Exercise materials:
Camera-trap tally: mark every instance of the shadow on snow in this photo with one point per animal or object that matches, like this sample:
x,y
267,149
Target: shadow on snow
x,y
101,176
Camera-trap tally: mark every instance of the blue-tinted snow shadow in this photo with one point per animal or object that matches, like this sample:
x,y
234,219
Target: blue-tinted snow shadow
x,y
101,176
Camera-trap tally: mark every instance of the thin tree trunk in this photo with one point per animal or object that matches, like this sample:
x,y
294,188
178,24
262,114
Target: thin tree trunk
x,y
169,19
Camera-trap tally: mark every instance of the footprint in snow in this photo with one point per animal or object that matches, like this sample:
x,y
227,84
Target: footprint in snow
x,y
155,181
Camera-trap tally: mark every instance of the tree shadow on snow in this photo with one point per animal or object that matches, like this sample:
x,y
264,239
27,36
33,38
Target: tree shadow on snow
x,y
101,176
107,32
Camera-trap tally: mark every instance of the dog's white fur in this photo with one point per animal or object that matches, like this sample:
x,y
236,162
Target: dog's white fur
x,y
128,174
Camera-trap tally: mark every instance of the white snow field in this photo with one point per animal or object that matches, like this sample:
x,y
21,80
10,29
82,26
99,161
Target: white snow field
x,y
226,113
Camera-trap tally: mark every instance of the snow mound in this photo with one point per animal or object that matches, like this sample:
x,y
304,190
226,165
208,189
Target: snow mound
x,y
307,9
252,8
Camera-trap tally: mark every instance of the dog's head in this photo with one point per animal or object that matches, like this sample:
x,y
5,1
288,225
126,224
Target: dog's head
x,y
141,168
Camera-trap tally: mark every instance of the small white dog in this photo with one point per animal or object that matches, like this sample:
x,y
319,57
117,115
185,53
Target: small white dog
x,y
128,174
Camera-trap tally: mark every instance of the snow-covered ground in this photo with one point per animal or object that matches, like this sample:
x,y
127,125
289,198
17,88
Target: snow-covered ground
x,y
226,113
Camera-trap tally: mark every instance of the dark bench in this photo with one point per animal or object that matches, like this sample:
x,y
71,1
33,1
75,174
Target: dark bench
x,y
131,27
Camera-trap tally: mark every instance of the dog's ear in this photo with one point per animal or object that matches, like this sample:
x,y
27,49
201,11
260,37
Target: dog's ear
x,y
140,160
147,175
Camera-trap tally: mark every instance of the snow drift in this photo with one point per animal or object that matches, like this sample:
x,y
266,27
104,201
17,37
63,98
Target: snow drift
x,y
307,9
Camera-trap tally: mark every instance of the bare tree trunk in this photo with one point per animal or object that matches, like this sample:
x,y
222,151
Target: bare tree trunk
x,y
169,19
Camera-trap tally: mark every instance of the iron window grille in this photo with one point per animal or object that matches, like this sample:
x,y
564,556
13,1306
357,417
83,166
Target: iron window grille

Directions: Convert each line of all the rows above into a JSON array of strings, one string per line, omitting any blank lines.

Response:
[
  "Camera-trap tally: mark every instance of the shadow on snow in this photo with one point per animal or object that matches, like this sample:",
  "x,y",
  "267,149",
  "Target: shadow on snow",
  "x,y",
  "101,176",
  "Camera-trap tally: mark every instance of the blue-tinted snow shadow in this photo with one point per animal or object that matches, like this sample:",
  "x,y",
  "234,219",
  "Target: blue-tinted snow shadow",
  "x,y",
  "101,176",
  "Camera-trap tally: mark every instance of the thin tree trunk in this photo with one point per animal or object that matches, like this sample:",
  "x,y",
  "294,188",
  "178,24",
  "262,114",
  "Target: thin tree trunk",
  "x,y",
  "169,19",
  "Camera-trap tally: mark every instance of the footprint in snow in this photo with one point per animal or object that matches, like this sample:",
  "x,y",
  "227,84",
  "Target: footprint in snow",
  "x,y",
  "155,181",
  "Camera-trap tally: mark every instance of the tree shadow on snow in this photo with one point per animal or object that matches, like this sample:",
  "x,y",
  "264,239",
  "27,36",
  "33,38",
  "Target: tree shadow on snow",
  "x,y",
  "101,176",
  "107,32",
  "Camera-trap tally: mark every instance of the dog's white fur in this photo with one point per animal or object that matches, like this sample:",
  "x,y",
  "236,162",
  "Target: dog's white fur",
  "x,y",
  "128,174",
  "Camera-trap tally: mark every instance of the white snow field in this photo with one point per animal or object that matches, like this sample:",
  "x,y",
  "21,80",
  "10,29",
  "82,26",
  "99,161",
  "Target: white snow field",
  "x,y",
  "226,113",
  "Camera-trap tally: mark every instance of the snow mound in this photo with one point per animal or object that matches, like this sample:",
  "x,y",
  "304,190",
  "226,165",
  "208,189",
  "Target: snow mound",
  "x,y",
  "307,9",
  "252,8",
  "Camera-trap tally: mark every instance of the dog's head in this photo with one point per animal or object that matches, like this sample:",
  "x,y",
  "5,1",
  "288,225",
  "126,224",
  "Target: dog's head",
  "x,y",
  "141,168",
  "Camera-trap tally: mark every instance of the small white dog in this photo with one point per animal or object that matches, like this sample:",
  "x,y",
  "319,57",
  "117,115",
  "185,53",
  "Target: small white dog",
  "x,y",
  "128,174",
  "Camera-trap tally: mark every instance of the snow-covered ground in this photo with one point per animal or object that matches, like this sample:",
  "x,y",
  "127,125",
  "289,198",
  "17,88",
  "Target: snow-covered ground",
  "x,y",
  "226,113",
  "Camera-trap tally: mark every instance of the dark bench in this photo with one point per animal or object that matches, like this sample:",
  "x,y",
  "71,1",
  "33,1",
  "75,174",
  "Target: dark bench",
  "x,y",
  "131,27",
  "Camera-trap tally: mark every instance of the dog's ear in this photo with one point per animal or object that matches, like this sample:",
  "x,y",
  "27,49",
  "201,11",
  "260,37",
  "Target: dog's ear",
  "x,y",
  "140,160",
  "147,175",
  "Camera-trap tally: mark every instance of the snow drift in this photo with one point per animal or object that matches, like this sample:",
  "x,y",
  "266,27",
  "104,201",
  "17,37",
  "63,98",
  "Target: snow drift",
  "x,y",
  "307,9",
  "Camera-trap tally: mark every instance of the bare tree trunk in this photo with one point per animal or object that matches, like this sample:",
  "x,y",
  "222,151",
  "Target: bare tree trunk",
  "x,y",
  "169,19",
  "Camera-trap tally: mark every instance of the iron window grille in this photo with one point per animal or object that matches, like this sample:",
  "x,y",
  "564,556",
  "13,1306",
  "357,417",
  "83,166",
  "Target: iron window grille"
]